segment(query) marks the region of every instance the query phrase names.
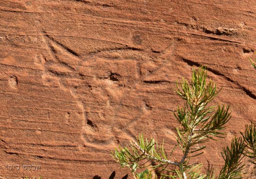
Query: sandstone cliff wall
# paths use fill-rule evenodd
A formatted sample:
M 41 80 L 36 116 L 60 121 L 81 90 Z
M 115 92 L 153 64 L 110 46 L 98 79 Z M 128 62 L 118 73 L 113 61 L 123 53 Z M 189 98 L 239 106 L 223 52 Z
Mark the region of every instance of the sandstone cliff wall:
M 175 80 L 200 65 L 232 111 L 199 158 L 219 167 L 256 120 L 256 18 L 249 0 L 1 0 L 0 175 L 131 178 L 110 151 L 139 132 L 173 147 Z

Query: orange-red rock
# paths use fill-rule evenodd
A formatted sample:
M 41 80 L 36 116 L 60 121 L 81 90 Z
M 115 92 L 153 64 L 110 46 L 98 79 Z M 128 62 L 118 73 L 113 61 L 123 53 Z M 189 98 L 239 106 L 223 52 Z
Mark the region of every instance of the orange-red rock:
M 1 0 L 0 175 L 131 178 L 110 151 L 142 132 L 171 151 L 172 110 L 183 104 L 175 80 L 200 65 L 223 86 L 212 104 L 232 111 L 226 138 L 198 159 L 219 168 L 221 147 L 256 120 L 255 9 L 246 0 Z

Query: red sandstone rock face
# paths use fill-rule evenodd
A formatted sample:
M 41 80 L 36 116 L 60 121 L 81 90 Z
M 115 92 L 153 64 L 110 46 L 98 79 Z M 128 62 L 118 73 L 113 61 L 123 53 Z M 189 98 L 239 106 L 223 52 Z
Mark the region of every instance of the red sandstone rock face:
M 132 178 L 110 150 L 142 132 L 171 151 L 172 110 L 183 102 L 175 80 L 200 65 L 223 86 L 212 104 L 232 111 L 226 138 L 199 158 L 219 168 L 221 147 L 256 119 L 256 10 L 249 0 L 1 0 L 0 175 Z

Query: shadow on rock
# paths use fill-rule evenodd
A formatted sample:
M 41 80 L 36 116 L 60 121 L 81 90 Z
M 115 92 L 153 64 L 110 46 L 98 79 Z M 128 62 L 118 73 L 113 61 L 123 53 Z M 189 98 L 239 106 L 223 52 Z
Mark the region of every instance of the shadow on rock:
M 111 175 L 110 175 L 108 179 L 114 179 L 115 176 L 116 176 L 116 171 L 113 171 Z M 128 174 L 127 174 L 124 177 L 122 178 L 121 179 L 127 179 L 128 177 Z M 92 178 L 92 179 L 101 179 L 101 177 L 100 176 L 98 175 L 95 175 Z

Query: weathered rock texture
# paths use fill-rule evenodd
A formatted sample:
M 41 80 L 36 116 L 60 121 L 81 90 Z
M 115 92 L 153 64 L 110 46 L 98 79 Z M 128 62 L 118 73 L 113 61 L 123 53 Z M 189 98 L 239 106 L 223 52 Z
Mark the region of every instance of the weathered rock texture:
M 143 132 L 171 151 L 175 80 L 200 65 L 223 86 L 212 103 L 232 111 L 226 138 L 198 159 L 219 168 L 221 147 L 256 120 L 256 11 L 251 0 L 1 0 L 0 175 L 131 178 L 110 151 Z

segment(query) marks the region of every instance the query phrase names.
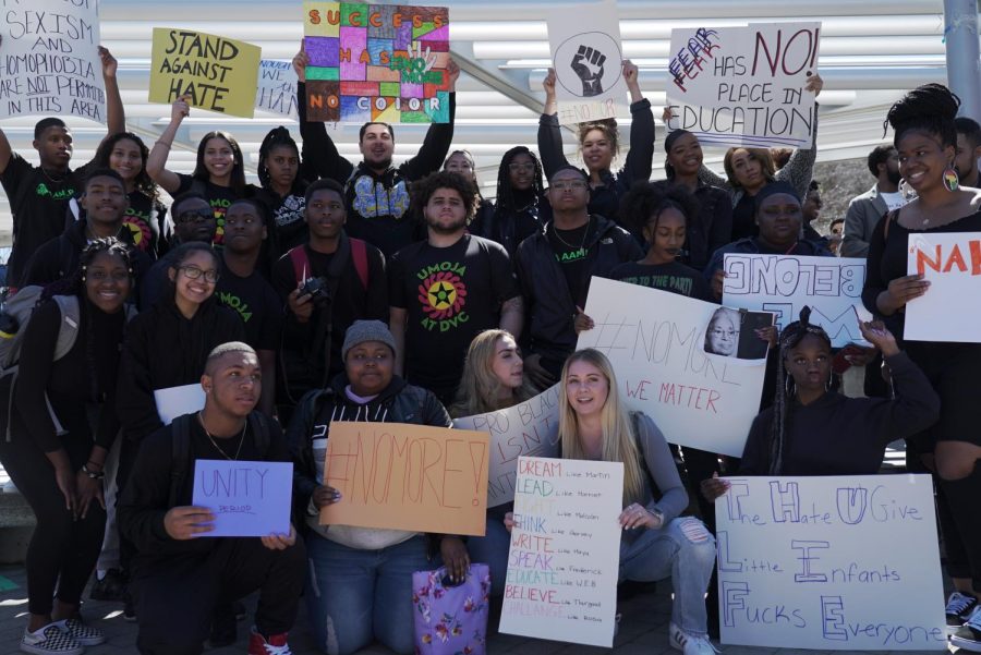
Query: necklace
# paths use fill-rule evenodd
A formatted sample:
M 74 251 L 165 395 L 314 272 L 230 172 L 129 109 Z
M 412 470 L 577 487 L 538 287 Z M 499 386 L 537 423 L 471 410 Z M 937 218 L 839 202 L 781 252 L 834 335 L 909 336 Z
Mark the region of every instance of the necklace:
M 242 452 L 242 444 L 245 442 L 245 432 L 249 429 L 249 421 L 246 421 L 245 425 L 242 427 L 242 436 L 239 438 L 239 448 L 235 450 L 235 457 L 228 457 L 228 453 L 218 447 L 218 444 L 215 442 L 215 437 L 213 437 L 211 433 L 208 432 L 208 428 L 204 426 L 204 417 L 201 415 L 201 411 L 197 412 L 197 422 L 201 423 L 201 428 L 205 430 L 205 434 L 208 436 L 208 441 L 211 442 L 215 450 L 220 452 L 221 456 L 230 462 L 239 461 L 239 454 Z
=====
TASK PROMPT: Rewrite all the records above, swapping "formatted sample" for "model outline" everywhere and changing nothing else. Leave the pictures out.

SOLUTION TO THE EXERCISE:
segment(query) marks the region of every instance the query phrase names.
Query: sandstone cliff wall
# paths use fill-rule evenodd
A model outline:
M 41 80 L 36 116 L 60 121 L 81 90 Z
M 115 92 L 153 64 L 110 46 L 98 79 Z M 128 62 L 118 73 L 113 61 L 123 53 Z M 189 98 L 239 106 L 223 52 Z
Mark the region of every instance of the sandstone cliff wall:
M 175 80 L 200 65 L 232 111 L 199 158 L 219 167 L 256 120 L 256 18 L 249 0 L 1 0 L 0 175 L 131 178 L 110 151 L 139 132 L 173 147 Z

Query: orange-red rock
# paths use fill-rule evenodd
A model outline:
M 41 80 L 36 116 L 60 121 L 81 90 Z
M 115 92 L 153 64 L 110 46 L 98 79 Z M 128 62 L 118 73 L 113 61 L 123 53 Z M 189 98 L 239 106 L 223 52 Z
Mark the region of every instance of the orange-red rock:
M 1 0 L 0 175 L 131 178 L 110 151 L 142 132 L 171 151 L 172 110 L 183 104 L 175 80 L 200 65 L 223 86 L 212 104 L 232 111 L 226 138 L 198 159 L 219 168 L 221 147 L 256 120 L 255 9 L 246 0 Z

Query: red sandstone rock face
# paths use fill-rule evenodd
A model outline:
M 41 80 L 36 116 L 60 121 L 81 90 Z
M 115 92 L 153 64 L 110 46 L 98 79 Z M 128 62 L 118 73 L 113 61 L 123 53 Z M 189 98 L 239 106 L 223 52 Z
Mark the region of every instance of the red sandstone rock face:
M 132 178 L 110 150 L 142 132 L 171 151 L 172 110 L 183 102 L 175 80 L 200 65 L 223 86 L 212 104 L 232 111 L 226 138 L 199 158 L 219 168 L 221 147 L 256 119 L 256 10 L 249 0 L 1 0 L 0 175 Z

Query: shadow on rock
# paths use fill-rule evenodd
A model outline:
M 41 80 L 36 116 L 60 121 L 81 90 Z
M 115 92 L 153 64 L 110 46 L 98 79 Z M 128 62 L 118 73 L 113 61 L 123 53 Z M 189 98 L 239 106 L 223 52 Z
Mark the region of every instance of the shadow on rock:
M 111 175 L 110 175 L 108 179 L 114 179 L 115 176 L 116 176 L 116 171 L 113 171 Z M 128 174 L 127 174 L 124 177 L 122 178 L 121 179 L 127 179 L 128 177 Z M 92 178 L 92 179 L 101 179 L 101 177 L 100 176 L 98 175 L 95 175 Z

Query: weathered rock texture
# paths use fill-rule evenodd
A model outline:
M 41 80 L 36 116 L 60 121 L 81 90 Z
M 115 92 L 153 64 L 110 46 L 98 79 Z M 128 62 L 118 73 L 113 61 L 123 53 Z M 189 98 L 239 106 L 223 52 Z
Mark the region of every instance of the weathered rock texture:
M 143 132 L 171 151 L 175 80 L 200 65 L 223 86 L 212 103 L 232 111 L 226 138 L 198 159 L 219 168 L 221 147 L 256 120 L 256 11 L 251 0 L 1 0 L 0 175 L 131 178 L 110 151 Z

segment(query) marks the region of every instance the query phrase names.
Query: necklace
# paths use fill-rule evenodd
A model outline:
M 74 251 L 165 395 L 314 272 L 230 172 L 129 109 Z
M 412 470 L 577 487 L 538 287 Z M 499 386 L 537 423 L 471 410 Z M 937 218 L 839 202 L 781 252 L 834 335 L 909 336 Z
Mark the region of every instance of the necklace:
M 242 452 L 242 444 L 245 442 L 245 432 L 249 429 L 249 421 L 246 421 L 245 425 L 242 427 L 242 436 L 239 438 L 239 448 L 235 450 L 235 457 L 228 457 L 228 453 L 218 447 L 218 444 L 215 442 L 215 437 L 213 437 L 211 433 L 208 432 L 208 428 L 204 426 L 204 417 L 201 415 L 201 411 L 197 412 L 197 422 L 201 423 L 201 428 L 205 430 L 205 434 L 208 436 L 208 441 L 211 442 L 215 450 L 220 452 L 221 456 L 230 462 L 239 461 L 239 454 Z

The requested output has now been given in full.